Part of a data file
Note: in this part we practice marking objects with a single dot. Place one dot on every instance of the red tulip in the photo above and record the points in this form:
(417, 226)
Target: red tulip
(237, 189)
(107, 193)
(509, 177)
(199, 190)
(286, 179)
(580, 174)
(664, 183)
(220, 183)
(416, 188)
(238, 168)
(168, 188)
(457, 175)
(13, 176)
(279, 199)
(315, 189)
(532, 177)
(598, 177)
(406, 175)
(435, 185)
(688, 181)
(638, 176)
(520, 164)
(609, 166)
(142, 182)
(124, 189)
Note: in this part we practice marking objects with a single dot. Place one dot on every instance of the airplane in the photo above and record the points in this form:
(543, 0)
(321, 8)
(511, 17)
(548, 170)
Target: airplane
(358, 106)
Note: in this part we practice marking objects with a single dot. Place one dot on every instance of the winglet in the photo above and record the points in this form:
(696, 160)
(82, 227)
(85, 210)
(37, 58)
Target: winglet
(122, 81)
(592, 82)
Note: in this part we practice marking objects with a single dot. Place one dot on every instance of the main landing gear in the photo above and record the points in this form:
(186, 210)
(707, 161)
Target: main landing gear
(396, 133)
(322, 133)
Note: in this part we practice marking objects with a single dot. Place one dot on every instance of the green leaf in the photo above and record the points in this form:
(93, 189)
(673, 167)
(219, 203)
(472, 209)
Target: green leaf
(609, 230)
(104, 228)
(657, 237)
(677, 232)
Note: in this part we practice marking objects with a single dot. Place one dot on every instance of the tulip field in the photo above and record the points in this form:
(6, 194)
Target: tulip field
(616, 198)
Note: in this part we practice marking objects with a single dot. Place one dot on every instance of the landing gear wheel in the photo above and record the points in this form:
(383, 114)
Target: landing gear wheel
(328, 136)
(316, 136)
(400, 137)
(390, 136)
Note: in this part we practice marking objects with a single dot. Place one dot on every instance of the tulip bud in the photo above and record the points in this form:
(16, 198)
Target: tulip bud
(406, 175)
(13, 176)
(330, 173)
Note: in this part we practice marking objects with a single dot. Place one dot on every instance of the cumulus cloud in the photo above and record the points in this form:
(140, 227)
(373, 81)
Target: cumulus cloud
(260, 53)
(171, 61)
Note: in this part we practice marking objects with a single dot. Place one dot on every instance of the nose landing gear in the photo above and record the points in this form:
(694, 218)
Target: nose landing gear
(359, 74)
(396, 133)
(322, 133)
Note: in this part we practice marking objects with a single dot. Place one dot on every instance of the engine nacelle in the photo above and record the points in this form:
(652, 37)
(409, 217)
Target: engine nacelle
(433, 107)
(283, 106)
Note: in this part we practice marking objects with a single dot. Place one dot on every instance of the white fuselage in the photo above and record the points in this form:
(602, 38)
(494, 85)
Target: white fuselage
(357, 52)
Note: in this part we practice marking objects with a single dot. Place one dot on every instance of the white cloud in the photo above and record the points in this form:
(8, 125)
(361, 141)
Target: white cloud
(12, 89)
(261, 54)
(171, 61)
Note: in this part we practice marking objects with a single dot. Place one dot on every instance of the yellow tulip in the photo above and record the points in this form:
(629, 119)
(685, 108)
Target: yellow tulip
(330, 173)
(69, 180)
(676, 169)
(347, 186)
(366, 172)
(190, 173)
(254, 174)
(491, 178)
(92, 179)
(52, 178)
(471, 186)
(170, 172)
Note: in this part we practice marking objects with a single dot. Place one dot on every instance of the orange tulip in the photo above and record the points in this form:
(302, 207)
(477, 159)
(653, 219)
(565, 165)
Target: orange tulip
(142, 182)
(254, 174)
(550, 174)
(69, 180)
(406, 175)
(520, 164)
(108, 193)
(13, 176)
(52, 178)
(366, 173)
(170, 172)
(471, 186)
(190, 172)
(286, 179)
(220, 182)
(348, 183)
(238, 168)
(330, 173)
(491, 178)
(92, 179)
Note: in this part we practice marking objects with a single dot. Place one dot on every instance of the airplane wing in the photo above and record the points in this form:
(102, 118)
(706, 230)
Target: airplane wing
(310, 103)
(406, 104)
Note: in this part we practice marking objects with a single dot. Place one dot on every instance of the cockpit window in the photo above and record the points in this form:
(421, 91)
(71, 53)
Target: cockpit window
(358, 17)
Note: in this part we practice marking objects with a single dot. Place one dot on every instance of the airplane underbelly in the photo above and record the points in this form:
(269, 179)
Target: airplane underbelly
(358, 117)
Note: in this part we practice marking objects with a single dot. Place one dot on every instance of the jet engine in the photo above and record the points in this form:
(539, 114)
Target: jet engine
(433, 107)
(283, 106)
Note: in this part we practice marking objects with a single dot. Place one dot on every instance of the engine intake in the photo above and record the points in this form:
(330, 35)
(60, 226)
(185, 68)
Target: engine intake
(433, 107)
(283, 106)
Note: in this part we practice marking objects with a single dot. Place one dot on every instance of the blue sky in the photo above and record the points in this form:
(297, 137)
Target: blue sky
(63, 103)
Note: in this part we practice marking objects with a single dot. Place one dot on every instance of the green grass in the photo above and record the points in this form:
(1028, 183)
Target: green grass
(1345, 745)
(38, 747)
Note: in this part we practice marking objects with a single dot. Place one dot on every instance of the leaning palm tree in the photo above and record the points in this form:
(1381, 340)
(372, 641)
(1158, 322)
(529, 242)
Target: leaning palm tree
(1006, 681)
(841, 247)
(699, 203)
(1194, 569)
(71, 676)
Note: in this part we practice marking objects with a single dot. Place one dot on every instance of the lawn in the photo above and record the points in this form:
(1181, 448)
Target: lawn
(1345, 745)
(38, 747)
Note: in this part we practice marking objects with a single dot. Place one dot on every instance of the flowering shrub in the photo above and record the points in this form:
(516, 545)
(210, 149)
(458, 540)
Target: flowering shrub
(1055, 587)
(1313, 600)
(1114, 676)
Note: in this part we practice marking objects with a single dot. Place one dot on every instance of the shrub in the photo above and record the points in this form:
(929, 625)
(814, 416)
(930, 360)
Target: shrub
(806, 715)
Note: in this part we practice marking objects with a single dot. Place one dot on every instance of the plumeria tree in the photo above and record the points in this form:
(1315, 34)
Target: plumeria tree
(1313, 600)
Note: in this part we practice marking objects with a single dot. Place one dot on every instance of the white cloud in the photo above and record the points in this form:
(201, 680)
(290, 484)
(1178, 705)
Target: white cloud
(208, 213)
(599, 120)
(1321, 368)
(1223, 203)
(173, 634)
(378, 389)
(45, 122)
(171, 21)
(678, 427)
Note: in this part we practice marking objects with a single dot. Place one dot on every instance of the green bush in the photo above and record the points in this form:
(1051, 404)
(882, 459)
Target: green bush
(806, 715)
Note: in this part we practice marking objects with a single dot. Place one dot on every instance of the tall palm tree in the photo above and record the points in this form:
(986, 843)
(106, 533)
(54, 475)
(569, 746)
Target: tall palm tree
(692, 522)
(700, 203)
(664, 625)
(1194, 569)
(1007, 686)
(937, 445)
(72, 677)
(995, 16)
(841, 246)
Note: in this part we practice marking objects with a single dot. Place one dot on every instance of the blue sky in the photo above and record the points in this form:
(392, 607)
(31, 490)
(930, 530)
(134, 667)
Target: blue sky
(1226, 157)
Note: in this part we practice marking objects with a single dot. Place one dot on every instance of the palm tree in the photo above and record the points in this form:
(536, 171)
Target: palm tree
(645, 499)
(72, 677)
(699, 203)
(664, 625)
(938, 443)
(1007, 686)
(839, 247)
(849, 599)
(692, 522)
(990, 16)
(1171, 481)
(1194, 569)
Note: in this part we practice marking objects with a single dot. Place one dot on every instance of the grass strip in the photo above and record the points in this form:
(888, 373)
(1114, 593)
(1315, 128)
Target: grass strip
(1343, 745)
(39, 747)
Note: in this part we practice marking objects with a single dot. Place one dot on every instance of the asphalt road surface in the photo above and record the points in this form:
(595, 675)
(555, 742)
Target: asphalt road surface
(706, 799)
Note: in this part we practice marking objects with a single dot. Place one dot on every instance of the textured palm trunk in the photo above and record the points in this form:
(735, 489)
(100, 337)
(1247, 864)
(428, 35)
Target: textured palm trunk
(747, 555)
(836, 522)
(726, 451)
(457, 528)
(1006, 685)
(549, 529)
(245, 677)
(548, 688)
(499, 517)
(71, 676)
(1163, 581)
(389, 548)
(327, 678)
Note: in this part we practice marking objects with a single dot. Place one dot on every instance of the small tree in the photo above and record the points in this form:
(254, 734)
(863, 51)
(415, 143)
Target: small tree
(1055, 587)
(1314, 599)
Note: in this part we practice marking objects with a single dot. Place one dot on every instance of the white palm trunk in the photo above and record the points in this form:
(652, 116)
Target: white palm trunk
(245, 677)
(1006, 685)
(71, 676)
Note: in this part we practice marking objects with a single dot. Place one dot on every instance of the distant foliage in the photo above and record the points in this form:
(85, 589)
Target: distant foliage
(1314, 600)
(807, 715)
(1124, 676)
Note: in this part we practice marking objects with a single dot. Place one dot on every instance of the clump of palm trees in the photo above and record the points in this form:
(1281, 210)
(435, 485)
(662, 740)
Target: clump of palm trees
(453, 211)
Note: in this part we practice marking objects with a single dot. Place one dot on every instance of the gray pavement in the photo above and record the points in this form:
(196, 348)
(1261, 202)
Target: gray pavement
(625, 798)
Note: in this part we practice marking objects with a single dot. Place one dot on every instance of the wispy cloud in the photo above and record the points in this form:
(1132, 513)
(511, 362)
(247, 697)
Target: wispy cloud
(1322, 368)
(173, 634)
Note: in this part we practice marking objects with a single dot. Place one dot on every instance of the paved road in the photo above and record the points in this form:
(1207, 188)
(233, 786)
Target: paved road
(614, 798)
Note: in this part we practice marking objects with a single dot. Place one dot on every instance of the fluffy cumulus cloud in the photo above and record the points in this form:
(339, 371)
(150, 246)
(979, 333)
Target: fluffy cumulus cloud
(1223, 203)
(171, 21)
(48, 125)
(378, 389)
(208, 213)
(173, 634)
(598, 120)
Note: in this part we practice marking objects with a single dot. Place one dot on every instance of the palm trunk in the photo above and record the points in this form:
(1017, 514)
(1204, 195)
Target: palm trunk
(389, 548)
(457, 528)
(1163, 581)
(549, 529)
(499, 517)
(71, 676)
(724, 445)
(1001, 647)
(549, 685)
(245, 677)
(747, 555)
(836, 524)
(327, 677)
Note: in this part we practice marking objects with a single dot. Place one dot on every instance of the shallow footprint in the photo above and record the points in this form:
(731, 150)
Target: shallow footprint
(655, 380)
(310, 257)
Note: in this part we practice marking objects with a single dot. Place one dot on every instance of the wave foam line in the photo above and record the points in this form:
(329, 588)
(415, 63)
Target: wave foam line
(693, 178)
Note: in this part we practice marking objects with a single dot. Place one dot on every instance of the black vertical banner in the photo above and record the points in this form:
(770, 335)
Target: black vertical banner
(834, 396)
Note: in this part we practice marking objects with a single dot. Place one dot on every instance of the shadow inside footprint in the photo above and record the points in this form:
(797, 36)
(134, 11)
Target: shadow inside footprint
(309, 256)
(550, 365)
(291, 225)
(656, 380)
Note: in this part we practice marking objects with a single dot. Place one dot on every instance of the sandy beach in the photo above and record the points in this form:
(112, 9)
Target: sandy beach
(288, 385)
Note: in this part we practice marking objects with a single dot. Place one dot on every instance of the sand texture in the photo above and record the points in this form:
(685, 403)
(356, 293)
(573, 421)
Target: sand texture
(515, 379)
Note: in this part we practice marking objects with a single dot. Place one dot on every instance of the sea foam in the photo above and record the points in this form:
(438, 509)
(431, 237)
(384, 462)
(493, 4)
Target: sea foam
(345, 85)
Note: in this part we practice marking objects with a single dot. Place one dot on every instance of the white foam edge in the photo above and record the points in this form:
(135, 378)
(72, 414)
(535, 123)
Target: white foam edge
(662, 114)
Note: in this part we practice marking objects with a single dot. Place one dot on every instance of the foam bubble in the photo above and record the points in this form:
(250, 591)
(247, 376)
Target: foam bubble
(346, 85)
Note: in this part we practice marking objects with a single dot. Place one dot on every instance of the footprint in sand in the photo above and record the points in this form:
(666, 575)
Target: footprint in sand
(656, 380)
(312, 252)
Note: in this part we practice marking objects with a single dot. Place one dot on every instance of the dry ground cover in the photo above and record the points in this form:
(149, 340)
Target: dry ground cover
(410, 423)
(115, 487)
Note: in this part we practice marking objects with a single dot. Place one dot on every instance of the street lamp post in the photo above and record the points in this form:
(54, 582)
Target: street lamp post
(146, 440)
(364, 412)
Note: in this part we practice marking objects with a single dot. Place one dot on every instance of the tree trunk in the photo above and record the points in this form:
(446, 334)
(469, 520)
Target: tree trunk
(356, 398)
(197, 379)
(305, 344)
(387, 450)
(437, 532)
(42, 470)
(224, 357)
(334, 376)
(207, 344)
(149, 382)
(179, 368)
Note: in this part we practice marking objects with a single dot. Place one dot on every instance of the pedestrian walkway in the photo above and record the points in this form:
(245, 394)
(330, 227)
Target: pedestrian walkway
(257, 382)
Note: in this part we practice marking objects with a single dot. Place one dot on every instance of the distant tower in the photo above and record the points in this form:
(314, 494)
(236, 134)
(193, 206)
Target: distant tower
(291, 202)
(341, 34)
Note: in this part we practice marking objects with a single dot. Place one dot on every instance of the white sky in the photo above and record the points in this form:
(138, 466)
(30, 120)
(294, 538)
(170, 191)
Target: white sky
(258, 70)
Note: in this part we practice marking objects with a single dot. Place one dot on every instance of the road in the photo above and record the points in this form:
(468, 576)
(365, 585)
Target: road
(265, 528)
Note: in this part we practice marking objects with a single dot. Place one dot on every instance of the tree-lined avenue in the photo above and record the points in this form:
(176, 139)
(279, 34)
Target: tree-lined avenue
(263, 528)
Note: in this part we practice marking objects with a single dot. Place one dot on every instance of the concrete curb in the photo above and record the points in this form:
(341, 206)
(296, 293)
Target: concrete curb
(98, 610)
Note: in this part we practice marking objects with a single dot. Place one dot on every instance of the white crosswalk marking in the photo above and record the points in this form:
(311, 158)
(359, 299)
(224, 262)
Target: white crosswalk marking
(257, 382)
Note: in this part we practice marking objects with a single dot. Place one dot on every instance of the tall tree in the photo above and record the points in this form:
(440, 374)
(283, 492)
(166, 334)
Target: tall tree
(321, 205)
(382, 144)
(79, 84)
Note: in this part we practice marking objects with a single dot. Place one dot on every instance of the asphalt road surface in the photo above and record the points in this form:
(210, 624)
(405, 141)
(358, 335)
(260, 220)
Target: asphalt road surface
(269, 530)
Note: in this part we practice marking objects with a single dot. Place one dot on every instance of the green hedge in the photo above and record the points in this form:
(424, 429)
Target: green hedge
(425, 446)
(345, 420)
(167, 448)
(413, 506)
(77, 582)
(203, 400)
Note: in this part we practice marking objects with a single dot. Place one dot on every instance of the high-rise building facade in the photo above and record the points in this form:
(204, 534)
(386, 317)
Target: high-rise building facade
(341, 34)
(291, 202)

### Given request
Copy the rows starting at the line that has "of the shrub" and ending after the line that has "(1226, 157)", renaming "Target" to "Object" everywhere and leaving all else unchanged.

### Response to this task
Note: in this part we practice marking objects with a single dot. Place one dot on every instance of the shrub in the photo above and record the points in this form:
(929, 625)
(814, 416)
(930, 360)
Object: shrub
(806, 715)
Note: in this part we practice marking objects with a single dot. Place one dot on every instance of the plumeria tree in the photo above and record the points in this form:
(1315, 34)
Object: plumeria tree
(1313, 600)
Note: in this part we practice marking objects with a single dot. Place one dot on every instance of the white cloud in the photo above and record the points in this form:
(201, 680)
(290, 484)
(1178, 705)
Object: white cloud
(208, 213)
(599, 120)
(1321, 368)
(1223, 203)
(173, 634)
(378, 389)
(45, 122)
(171, 21)
(678, 427)
Note: in this part we practice marking objects with a single dot. Place one dot on every instance of the green bush in the photo above and record the points in this form:
(1051, 404)
(882, 459)
Object: green bush
(806, 715)
Note: in this part we practice marking objects with a single dot. Place one dot on every instance of the tall palm tree in the photo above and record the points in this form:
(986, 843)
(106, 533)
(54, 475)
(569, 746)
Object: tall palm tree
(692, 522)
(700, 203)
(664, 625)
(1194, 569)
(1007, 686)
(937, 445)
(72, 677)
(995, 16)
(841, 246)
Note: in this part we practice marking objects with a single dot. Place one dot on every instance of the blue sky in the photo above and record the points in this form:
(392, 607)
(31, 490)
(930, 530)
(134, 667)
Object: blue sky
(1226, 157)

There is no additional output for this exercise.